▶ [WHAT THIS TASK INVOLVES] Put every line of the entries below into a Markdown table with two columns, No. and Text: the row number goes in No. and the line itself in Text. Skip blank lines, and leave the pictures out.

▶ [EXERCISE MATERIAL]

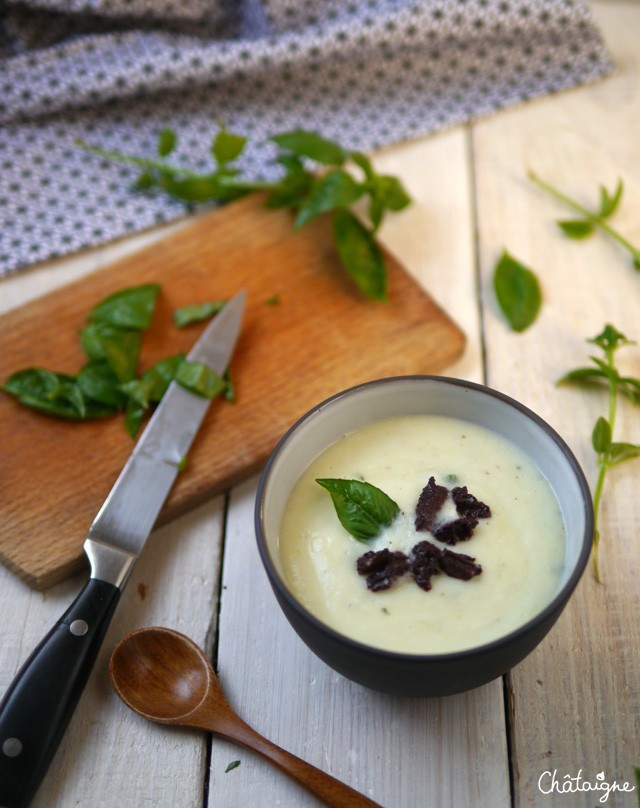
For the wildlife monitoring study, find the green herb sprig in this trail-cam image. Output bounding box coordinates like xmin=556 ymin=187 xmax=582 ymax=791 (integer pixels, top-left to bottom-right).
xmin=493 ymin=250 xmax=542 ymax=332
xmin=0 ymin=284 xmax=232 ymax=437
xmin=528 ymin=171 xmax=640 ymax=270
xmin=78 ymin=128 xmax=411 ymax=300
xmin=316 ymin=477 xmax=400 ymax=542
xmin=558 ymin=324 xmax=640 ymax=582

▶ [TASK ANSWER]
| No. | Text |
|---|---|
| 1 | For the wildlife monitoring study, find the green herb sprig in this trail-cam image. Output bounding box coordinates like xmin=556 ymin=187 xmax=582 ymax=791 (integer pixels, top-left to bottom-right). |
| 2 | xmin=493 ymin=250 xmax=542 ymax=332 |
| 3 | xmin=0 ymin=284 xmax=232 ymax=437 |
| 4 | xmin=528 ymin=171 xmax=640 ymax=270 |
| 5 | xmin=78 ymin=128 xmax=411 ymax=300 |
| 6 | xmin=316 ymin=477 xmax=400 ymax=542 |
| 7 | xmin=558 ymin=324 xmax=640 ymax=582 |